From the records below, gather and copy every line that contains the word "grass".

# [Bounding box annotation entries]
* * * * * * * * *
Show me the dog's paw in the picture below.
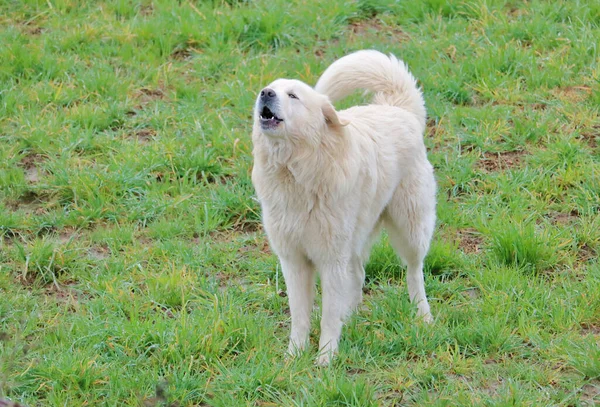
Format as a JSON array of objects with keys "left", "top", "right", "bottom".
[
  {"left": 286, "top": 341, "right": 307, "bottom": 359},
  {"left": 315, "top": 352, "right": 334, "bottom": 366},
  {"left": 417, "top": 312, "right": 433, "bottom": 325}
]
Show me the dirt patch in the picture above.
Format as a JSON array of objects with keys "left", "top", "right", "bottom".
[
  {"left": 463, "top": 288, "right": 481, "bottom": 300},
  {"left": 6, "top": 190, "right": 47, "bottom": 215},
  {"left": 88, "top": 245, "right": 110, "bottom": 260},
  {"left": 348, "top": 18, "right": 410, "bottom": 42},
  {"left": 129, "top": 129, "right": 156, "bottom": 144},
  {"left": 171, "top": 47, "right": 192, "bottom": 61},
  {"left": 546, "top": 209, "right": 579, "bottom": 225},
  {"left": 552, "top": 85, "right": 592, "bottom": 102},
  {"left": 580, "top": 379, "right": 600, "bottom": 407},
  {"left": 458, "top": 229, "right": 483, "bottom": 254},
  {"left": 139, "top": 3, "right": 154, "bottom": 17},
  {"left": 579, "top": 124, "right": 600, "bottom": 150},
  {"left": 581, "top": 322, "right": 600, "bottom": 336},
  {"left": 139, "top": 88, "right": 165, "bottom": 100},
  {"left": 0, "top": 399, "right": 27, "bottom": 407},
  {"left": 477, "top": 151, "right": 525, "bottom": 172},
  {"left": 19, "top": 154, "right": 46, "bottom": 184},
  {"left": 577, "top": 243, "right": 597, "bottom": 263}
]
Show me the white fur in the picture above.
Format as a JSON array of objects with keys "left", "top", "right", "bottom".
[{"left": 252, "top": 51, "right": 436, "bottom": 364}]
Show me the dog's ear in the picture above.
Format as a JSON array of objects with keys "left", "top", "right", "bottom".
[{"left": 321, "top": 100, "right": 350, "bottom": 127}]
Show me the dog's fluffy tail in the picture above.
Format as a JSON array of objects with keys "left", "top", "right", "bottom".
[{"left": 315, "top": 50, "right": 427, "bottom": 128}]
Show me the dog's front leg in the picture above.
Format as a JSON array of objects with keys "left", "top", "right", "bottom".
[
  {"left": 317, "top": 261, "right": 363, "bottom": 365},
  {"left": 280, "top": 254, "right": 315, "bottom": 356}
]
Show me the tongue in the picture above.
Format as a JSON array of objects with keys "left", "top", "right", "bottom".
[{"left": 261, "top": 106, "right": 275, "bottom": 119}]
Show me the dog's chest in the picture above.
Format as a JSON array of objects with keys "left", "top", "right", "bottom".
[{"left": 259, "top": 174, "right": 332, "bottom": 244}]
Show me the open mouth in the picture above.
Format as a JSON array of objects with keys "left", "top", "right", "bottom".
[{"left": 260, "top": 106, "right": 283, "bottom": 127}]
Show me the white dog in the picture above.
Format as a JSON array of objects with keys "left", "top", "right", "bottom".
[{"left": 252, "top": 50, "right": 436, "bottom": 364}]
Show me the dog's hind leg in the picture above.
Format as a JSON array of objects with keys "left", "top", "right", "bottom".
[
  {"left": 317, "top": 256, "right": 365, "bottom": 365},
  {"left": 280, "top": 254, "right": 315, "bottom": 356},
  {"left": 384, "top": 186, "right": 435, "bottom": 322}
]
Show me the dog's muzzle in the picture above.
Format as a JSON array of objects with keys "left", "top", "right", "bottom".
[{"left": 258, "top": 88, "right": 283, "bottom": 130}]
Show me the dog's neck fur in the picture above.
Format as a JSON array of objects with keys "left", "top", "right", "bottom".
[{"left": 253, "top": 128, "right": 356, "bottom": 192}]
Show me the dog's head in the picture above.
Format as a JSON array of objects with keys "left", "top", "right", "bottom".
[{"left": 254, "top": 79, "right": 348, "bottom": 139}]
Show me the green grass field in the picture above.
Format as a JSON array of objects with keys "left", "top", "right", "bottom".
[{"left": 0, "top": 0, "right": 600, "bottom": 407}]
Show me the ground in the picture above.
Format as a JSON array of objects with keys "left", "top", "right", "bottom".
[{"left": 0, "top": 0, "right": 600, "bottom": 406}]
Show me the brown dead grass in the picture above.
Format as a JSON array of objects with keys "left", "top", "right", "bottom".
[
  {"left": 458, "top": 228, "right": 483, "bottom": 254},
  {"left": 477, "top": 151, "right": 525, "bottom": 172},
  {"left": 348, "top": 18, "right": 410, "bottom": 42}
]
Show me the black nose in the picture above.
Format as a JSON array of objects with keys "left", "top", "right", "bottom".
[{"left": 260, "top": 88, "right": 276, "bottom": 102}]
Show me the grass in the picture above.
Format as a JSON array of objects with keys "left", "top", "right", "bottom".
[{"left": 0, "top": 0, "right": 600, "bottom": 406}]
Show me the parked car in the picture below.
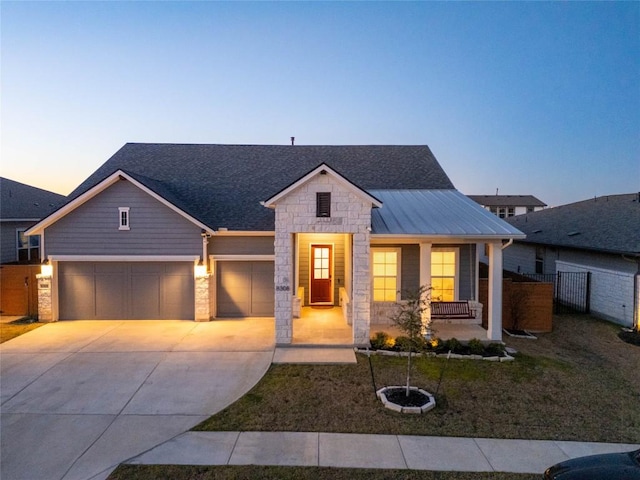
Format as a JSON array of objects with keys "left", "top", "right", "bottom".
[{"left": 544, "top": 450, "right": 640, "bottom": 480}]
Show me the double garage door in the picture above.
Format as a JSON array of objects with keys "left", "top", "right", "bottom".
[
  {"left": 58, "top": 262, "right": 194, "bottom": 320},
  {"left": 216, "top": 261, "right": 274, "bottom": 317}
]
* * * * * * * * *
# [Exercise response]
Show me the green grass field in the picture above.
Show me the brown dead grass in the picture above.
Show me the grass in the picture above.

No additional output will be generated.